_Task brief_
Count the lines in the data below that contain the string "green". Reply with the number alone.

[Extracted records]
------------------------------------------------

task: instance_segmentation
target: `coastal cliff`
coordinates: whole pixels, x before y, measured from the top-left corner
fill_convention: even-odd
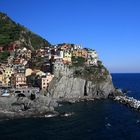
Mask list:
[[[54,79],[49,85],[50,96],[60,100],[107,98],[115,91],[112,77],[102,65],[68,67],[54,70]]]
[[[4,13],[0,25],[0,118],[57,114],[59,101],[119,95],[95,50],[51,45]]]

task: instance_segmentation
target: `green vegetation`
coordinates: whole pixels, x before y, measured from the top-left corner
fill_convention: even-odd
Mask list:
[[[6,14],[0,13],[0,45],[8,45],[21,37],[24,39],[23,46],[27,48],[32,46],[32,49],[37,49],[50,45],[45,39],[12,21]]]

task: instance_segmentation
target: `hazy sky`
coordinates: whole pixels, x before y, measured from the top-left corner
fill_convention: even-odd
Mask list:
[[[110,72],[140,72],[140,0],[0,0],[0,11],[52,44],[96,49]]]

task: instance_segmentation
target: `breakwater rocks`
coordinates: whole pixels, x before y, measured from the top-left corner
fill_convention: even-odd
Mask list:
[[[118,101],[134,110],[140,111],[140,101],[128,96],[116,96],[115,101]]]

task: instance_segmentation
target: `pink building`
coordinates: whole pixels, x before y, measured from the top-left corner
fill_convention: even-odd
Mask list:
[[[12,76],[12,85],[15,88],[27,88],[26,77],[23,73],[17,73]]]
[[[48,73],[46,76],[42,76],[41,78],[41,89],[47,90],[49,83],[52,81],[54,75]]]

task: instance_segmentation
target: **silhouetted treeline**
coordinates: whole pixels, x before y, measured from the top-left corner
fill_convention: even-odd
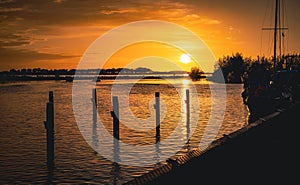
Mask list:
[[[100,71],[100,73],[99,73]],[[0,72],[1,75],[9,75],[9,76],[20,76],[20,75],[75,75],[75,72],[78,74],[108,74],[108,75],[116,75],[122,73],[151,73],[152,70],[148,68],[139,67],[136,69],[127,69],[127,68],[110,68],[110,69],[83,69],[83,70],[75,70],[75,69],[11,69],[9,71]]]
[[[232,56],[224,56],[218,60],[215,71],[221,69],[227,83],[242,83],[243,78],[251,74],[251,78],[266,80],[271,78],[274,72],[272,58],[243,57],[241,53]],[[300,70],[300,55],[283,55],[277,59],[276,71],[278,70]]]

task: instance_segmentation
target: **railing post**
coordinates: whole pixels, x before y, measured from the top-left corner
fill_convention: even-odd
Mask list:
[[[44,122],[47,132],[47,167],[54,167],[54,101],[53,91],[49,92],[49,102],[46,106],[46,121]]]
[[[156,112],[156,135],[155,137],[160,138],[160,95],[159,92],[155,92],[155,112]]]

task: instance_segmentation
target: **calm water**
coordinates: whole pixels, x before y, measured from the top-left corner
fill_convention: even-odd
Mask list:
[[[124,81],[124,84],[130,82]],[[186,140],[187,128],[182,121],[185,112],[184,92],[189,88],[190,81],[178,81],[177,90],[163,81],[141,81],[130,91],[129,106],[134,117],[141,120],[153,119],[154,92],[159,91],[162,98],[161,140],[172,133],[178,124],[181,129],[177,137]],[[112,133],[111,88],[113,81],[97,83],[98,115],[104,127]],[[122,85],[122,83],[118,84]],[[197,128],[188,145],[175,155],[182,155],[191,148],[199,145],[201,136],[211,113],[210,89],[207,82],[195,84],[197,94],[192,93],[191,99],[198,98],[200,111],[191,109],[191,114],[199,114]],[[179,90],[178,90],[179,89]],[[44,128],[45,104],[48,92],[54,91],[55,96],[55,166],[48,171],[46,166],[46,132]],[[223,124],[217,137],[235,131],[246,124],[248,112],[240,96],[242,85],[227,85],[227,103]],[[17,82],[0,85],[0,183],[28,184],[28,183],[104,183],[121,184],[140,176],[159,166],[147,165],[143,167],[121,164],[116,167],[113,162],[97,154],[90,147],[95,140],[87,139],[81,131],[91,130],[92,124],[78,127],[72,108],[72,83],[62,81],[48,82]],[[122,105],[120,105],[121,110]],[[91,108],[82,112],[82,118],[91,112]],[[184,114],[185,115],[185,114]],[[128,120],[134,124],[134,120]],[[153,122],[155,124],[155,122]],[[155,142],[155,129],[146,124],[148,131],[130,129],[130,125],[121,124],[120,137],[124,143],[146,146]],[[80,130],[79,130],[80,128]],[[98,127],[96,131],[100,132]],[[86,137],[86,136],[85,136]],[[101,139],[101,136],[98,135]],[[217,138],[216,137],[216,138]],[[98,141],[98,140],[97,140]],[[99,143],[102,144],[103,143]],[[176,143],[174,143],[174,146]],[[172,150],[173,145],[162,146],[161,150]],[[143,155],[157,157],[153,151],[137,150]],[[126,155],[126,154],[125,154]],[[128,156],[126,156],[128,157]],[[128,157],[131,160],[130,157]],[[122,159],[121,159],[122,160]],[[135,163],[136,159],[132,159]],[[163,162],[162,162],[163,163]]]

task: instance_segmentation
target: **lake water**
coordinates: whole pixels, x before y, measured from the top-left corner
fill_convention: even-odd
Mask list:
[[[124,80],[115,84],[114,87],[130,83],[130,81]],[[41,81],[1,84],[0,183],[122,184],[132,180],[134,177],[163,164],[164,159],[160,159],[160,152],[174,150],[177,145],[175,140],[171,140],[170,142],[173,144],[162,144],[161,151],[157,151],[155,147],[149,151],[138,149],[138,146],[155,144],[155,128],[153,128],[155,125],[155,119],[153,119],[154,93],[160,92],[161,94],[163,112],[161,141],[167,139],[179,124],[180,132],[176,134],[176,138],[186,142],[189,132],[183,121],[186,119],[184,117],[186,110],[183,97],[185,90],[189,89],[191,84],[195,87],[196,91],[191,92],[191,100],[193,103],[193,98],[198,98],[200,109],[191,107],[191,115],[199,115],[199,120],[189,143],[180,147],[180,150],[173,155],[176,157],[199,146],[211,114],[212,99],[209,83],[207,81],[193,83],[189,80],[178,80],[176,88],[163,80],[142,80],[134,84],[130,90],[129,109],[134,118],[148,121],[144,123],[144,130],[136,130],[132,129],[136,124],[135,119],[128,118],[128,123],[120,125],[121,141],[137,146],[135,151],[137,154],[151,156],[159,163],[145,166],[135,165],[143,158],[135,158],[134,155],[130,156],[124,153],[124,159],[121,155],[122,163],[117,167],[107,157],[103,157],[94,150],[99,149],[97,146],[104,145],[108,152],[112,151],[111,147],[108,146],[109,143],[105,146],[105,142],[99,141],[101,140],[101,127],[98,126],[94,130],[98,135],[96,139],[93,139],[85,133],[93,129],[92,124],[77,124],[78,120],[75,119],[73,112],[76,106],[72,107],[72,83]],[[96,85],[98,119],[108,133],[112,133],[110,111],[112,110],[111,88],[113,84],[113,81],[107,80],[97,82]],[[242,102],[242,90],[241,84],[228,84],[226,86],[225,116],[215,138],[233,132],[247,124],[248,111]],[[54,91],[55,102],[55,169],[51,171],[47,169],[46,165],[46,130],[44,128],[45,106],[49,91]],[[86,112],[79,113],[80,119],[88,120],[91,117],[89,115],[91,110],[92,107],[87,107]],[[120,111],[123,110],[127,110],[127,108],[120,104]],[[131,126],[132,128],[130,128]],[[94,149],[90,146],[93,144],[95,144]],[[126,160],[130,160],[130,164],[133,165],[126,165]]]

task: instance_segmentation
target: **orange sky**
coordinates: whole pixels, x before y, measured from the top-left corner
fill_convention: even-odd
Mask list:
[[[299,2],[281,4],[285,5],[287,15],[285,26],[289,27],[285,32],[285,52],[299,53]],[[261,28],[273,25],[273,7],[272,0],[128,0],[126,3],[114,0],[1,0],[0,71],[76,68],[96,38],[117,26],[140,20],[182,25],[195,32],[217,58],[235,52],[253,58],[270,56],[272,32],[262,32]],[[181,39],[184,38],[178,37]],[[148,45],[149,48],[153,53],[163,51],[161,46]],[[147,54],[142,46],[131,49],[129,52],[127,48],[123,54],[120,51],[121,54],[106,66],[121,67],[125,65],[121,58],[128,63],[134,60],[132,53]],[[179,56],[174,51],[169,58],[178,62]],[[188,70],[191,64],[182,67]]]

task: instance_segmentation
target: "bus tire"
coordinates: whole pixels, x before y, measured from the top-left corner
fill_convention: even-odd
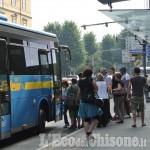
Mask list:
[[[38,133],[43,133],[45,131],[45,121],[46,121],[46,114],[44,109],[39,109],[38,115]]]

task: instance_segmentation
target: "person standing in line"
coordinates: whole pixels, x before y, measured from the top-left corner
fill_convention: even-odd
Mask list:
[[[120,73],[122,74],[121,81],[123,82],[124,88],[127,92],[130,76],[127,73],[127,70],[125,67],[120,68]],[[127,99],[126,97],[127,97],[127,94],[125,95],[125,99],[124,99],[125,116],[131,118],[131,116],[130,116],[130,110],[131,110],[130,109],[130,103],[129,103],[129,101],[126,100]]]
[[[110,74],[112,75],[112,84],[111,84],[111,89],[112,89],[112,91],[113,91],[113,89],[115,89],[115,88],[117,88],[118,87],[118,82],[116,81],[116,79],[115,79],[115,68],[114,67],[111,67],[110,69],[109,69],[109,71],[110,71]],[[117,120],[117,115],[116,115],[116,106],[115,106],[115,97],[113,97],[113,100],[114,100],[114,116],[113,116],[113,118],[112,118],[112,120]]]
[[[106,68],[101,68],[99,72],[104,76],[104,81],[106,81],[106,84],[108,86],[107,92],[108,92],[108,95],[109,95],[109,101],[108,101],[108,103],[109,103],[108,104],[108,106],[109,106],[109,108],[108,108],[108,111],[109,111],[108,112],[109,113],[108,121],[109,121],[110,119],[112,119],[112,116],[111,116],[111,113],[110,113],[110,99],[111,99],[110,95],[111,95],[111,91],[112,91],[111,90],[111,88],[112,88],[112,76],[107,73]]]
[[[89,87],[91,92],[97,92],[98,86],[96,82],[92,79],[93,71],[87,68],[83,71],[83,78],[79,81],[78,96],[81,96],[81,103],[79,106],[78,115],[84,120],[84,129],[86,133],[86,138],[88,140],[94,139],[92,136],[92,131],[98,123],[99,117],[102,115],[102,110],[91,103],[85,103],[83,95],[85,94],[85,89]],[[92,120],[91,120],[92,118]],[[90,125],[91,124],[91,125]]]
[[[104,80],[104,77],[101,73],[99,73],[96,77],[96,84],[98,86],[98,96],[104,100],[104,105],[102,107],[102,117],[99,121],[99,124],[102,123],[103,127],[106,127],[109,120],[109,95],[108,92],[111,90],[109,84],[106,83]],[[101,125],[98,124],[98,127],[101,127]]]
[[[80,128],[80,117],[78,117],[78,115],[77,115],[78,109],[79,109],[79,104],[75,103],[76,102],[77,93],[78,93],[77,79],[76,78],[72,78],[71,83],[72,84],[68,88],[68,92],[67,92],[67,94],[68,94],[68,101],[69,101],[69,94],[70,93],[71,93],[71,95],[74,96],[75,99],[73,99],[74,100],[74,106],[69,108],[69,115],[70,115],[70,119],[71,119],[71,126],[68,129],[76,129],[77,123],[78,123],[78,128]]]
[[[63,106],[64,106],[64,122],[65,122],[64,128],[69,127],[69,121],[68,121],[68,117],[67,117],[67,111],[68,111],[67,92],[68,92],[68,87],[69,87],[68,81],[64,80],[62,82],[62,101],[63,101]]]
[[[121,81],[121,73],[115,74],[115,80],[118,83],[117,87],[113,89],[114,99],[115,99],[115,110],[116,114],[118,115],[119,121],[116,123],[123,123],[124,122],[124,95],[115,95],[115,92],[120,92],[122,89],[124,89],[124,84]]]
[[[142,126],[146,126],[144,122],[144,87],[146,84],[146,78],[140,76],[140,68],[134,68],[134,76],[131,77],[129,81],[129,86],[127,90],[127,100],[129,99],[129,94],[132,86],[132,95],[131,95],[131,110],[133,115],[134,124],[132,127],[136,127],[136,112],[137,107],[139,107],[139,111],[141,112],[141,121]]]

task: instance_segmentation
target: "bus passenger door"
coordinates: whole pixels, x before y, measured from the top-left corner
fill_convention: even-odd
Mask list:
[[[63,109],[61,100],[61,64],[59,50],[52,49],[52,68],[53,68],[53,81],[54,81],[54,104],[55,104],[55,121],[62,119]]]
[[[0,139],[11,135],[10,91],[6,41],[0,39]]]

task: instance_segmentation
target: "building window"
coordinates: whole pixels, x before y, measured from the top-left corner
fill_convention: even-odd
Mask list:
[[[26,10],[26,0],[22,0],[22,10]]]
[[[0,7],[4,7],[4,2],[3,2],[3,0],[0,0]]]
[[[22,25],[27,27],[27,19],[22,19]]]
[[[17,17],[15,16],[12,17],[12,23],[17,23]]]
[[[11,0],[11,5],[16,6],[16,0]]]

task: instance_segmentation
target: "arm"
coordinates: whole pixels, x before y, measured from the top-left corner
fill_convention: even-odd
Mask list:
[[[80,88],[78,87],[78,93],[77,93],[77,97],[76,97],[76,102],[78,101],[79,97],[80,97]]]
[[[128,89],[127,89],[127,100],[129,99],[129,94],[131,91],[131,81],[129,81]]]
[[[96,81],[92,81],[93,87],[94,87],[94,91],[97,92],[98,91],[98,86],[96,84]]]
[[[120,91],[122,89],[122,86],[120,83],[118,83],[118,87],[116,89],[113,89],[113,91]]]

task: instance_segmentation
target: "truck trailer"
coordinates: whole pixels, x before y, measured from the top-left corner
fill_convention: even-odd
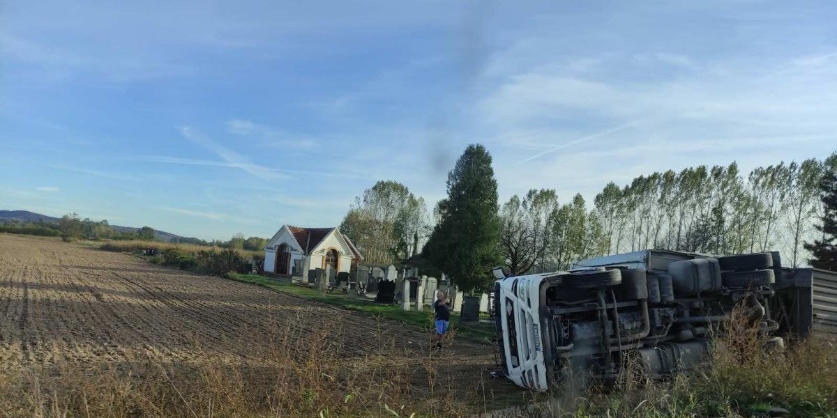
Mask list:
[[[629,353],[653,378],[693,369],[737,307],[773,345],[837,330],[837,274],[783,268],[778,252],[712,257],[646,250],[565,272],[505,277],[494,316],[506,377],[547,390],[576,373],[615,378]]]

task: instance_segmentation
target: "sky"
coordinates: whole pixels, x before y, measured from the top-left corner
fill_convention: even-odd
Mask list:
[[[837,3],[0,3],[0,209],[270,237],[471,143],[501,201],[837,150]]]

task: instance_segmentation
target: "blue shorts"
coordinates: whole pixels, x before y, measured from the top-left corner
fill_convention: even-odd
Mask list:
[[[439,335],[448,332],[448,321],[444,319],[436,319],[436,333]]]

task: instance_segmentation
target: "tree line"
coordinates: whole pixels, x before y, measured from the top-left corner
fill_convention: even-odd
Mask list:
[[[609,182],[592,205],[580,194],[562,203],[554,189],[530,190],[500,205],[490,155],[473,145],[449,173],[448,197],[433,217],[407,186],[378,181],[357,197],[341,231],[371,263],[403,262],[422,248],[423,260],[467,283],[464,288],[490,283],[492,263],[519,275],[648,248],[779,250],[784,265],[798,267],[814,249],[806,242],[825,240],[821,225],[829,212],[819,197],[834,172],[837,153],[746,174],[732,162],[643,175],[621,186]],[[470,273],[475,269],[480,273]]]
[[[92,241],[157,241],[157,232],[151,227],[142,227],[134,231],[119,231],[111,226],[106,219],[94,221],[84,218],[78,213],[68,213],[58,222],[21,222],[10,221],[0,224],[0,232],[17,233],[24,235],[38,235],[42,237],[61,237],[65,242],[87,239]],[[244,237],[241,232],[236,233],[229,240],[213,239],[205,241],[199,238],[177,237],[176,244],[193,244],[206,247],[219,247],[237,250],[260,251],[264,249],[268,239],[259,237]]]

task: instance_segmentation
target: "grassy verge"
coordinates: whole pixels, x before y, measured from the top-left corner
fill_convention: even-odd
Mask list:
[[[239,274],[230,273],[224,275],[225,278],[243,282],[246,283],[256,284],[283,293],[303,298],[306,299],[316,300],[323,303],[337,306],[344,309],[359,312],[371,316],[384,318],[398,321],[408,325],[413,325],[421,329],[431,329],[433,326],[433,311],[429,307],[425,307],[424,311],[404,311],[398,305],[389,305],[377,303],[370,299],[366,299],[357,296],[349,296],[344,294],[325,293],[319,289],[300,286],[287,282],[280,282],[259,274]],[[463,325],[460,324],[460,316],[453,314],[450,318],[451,329],[458,335],[485,342],[495,337],[493,327],[488,324]]]

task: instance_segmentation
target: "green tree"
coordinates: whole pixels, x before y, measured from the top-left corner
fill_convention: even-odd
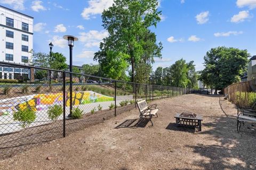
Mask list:
[[[156,85],[162,85],[163,84],[163,67],[158,67],[156,68],[154,74],[154,82]]]
[[[94,59],[110,77],[122,77],[131,65],[131,81],[134,82],[135,68],[140,68],[137,66],[142,59],[148,64],[154,57],[161,57],[162,44],[156,43],[156,35],[149,29],[161,20],[157,6],[157,0],[115,0],[103,12],[102,26],[109,36],[101,43]]]
[[[187,87],[188,78],[188,64],[182,59],[177,61],[169,68],[169,76],[171,85],[177,87]]]
[[[225,46],[211,48],[204,58],[205,68],[201,72],[199,79],[205,85],[222,90],[241,80],[249,56],[246,50]]]
[[[50,62],[50,68],[55,70],[65,70],[68,68],[66,63],[67,59],[62,54],[52,53],[52,60]]]
[[[99,76],[100,67],[99,64],[83,64],[82,66],[83,71],[86,75],[92,76]]]

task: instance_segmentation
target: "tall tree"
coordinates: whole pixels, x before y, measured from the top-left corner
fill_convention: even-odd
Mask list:
[[[157,0],[115,0],[113,6],[103,12],[102,26],[109,36],[103,39],[94,58],[101,67],[108,66],[114,70],[114,66],[116,71],[119,66],[123,70],[124,61],[126,66],[131,65],[131,81],[134,82],[135,69],[140,68],[142,61],[149,64],[154,62],[154,57],[161,56],[162,44],[156,43],[156,35],[149,29],[161,20],[157,6]],[[114,66],[116,59],[122,64]],[[114,77],[121,75],[118,72]]]
[[[181,59],[177,61],[169,68],[171,84],[177,87],[187,87],[188,83],[188,64]]]
[[[204,84],[221,90],[241,80],[249,56],[246,50],[225,46],[213,48],[204,58],[205,68],[201,71],[200,79]]]

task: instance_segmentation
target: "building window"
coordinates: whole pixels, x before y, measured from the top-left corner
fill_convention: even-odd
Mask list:
[[[28,24],[22,22],[22,30],[28,31]]]
[[[6,42],[5,44],[6,44],[6,48],[13,49],[13,43]]]
[[[13,38],[13,32],[6,30],[6,36],[7,37]]]
[[[28,46],[22,45],[21,46],[21,50],[25,52],[28,52]]]
[[[23,41],[26,41],[26,42],[28,42],[28,36],[22,34],[21,37]]]
[[[20,68],[14,68],[14,72],[21,72],[21,69]]]
[[[5,54],[5,60],[13,61],[13,55]]]
[[[28,62],[28,57],[26,56],[21,56],[21,62],[25,63]]]
[[[3,70],[4,71],[13,72],[13,69],[12,68],[9,68],[9,67],[4,67]]]
[[[22,69],[22,73],[28,73],[28,69]]]
[[[6,26],[13,27],[14,26],[14,21],[13,19],[6,17]]]

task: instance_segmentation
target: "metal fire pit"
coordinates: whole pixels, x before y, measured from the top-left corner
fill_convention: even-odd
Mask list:
[[[203,117],[196,114],[189,112],[183,112],[181,114],[177,114],[174,116],[176,118],[176,124],[180,126],[194,127],[198,131],[201,131],[201,121]]]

------------------------------------------------

_Output for this task_
2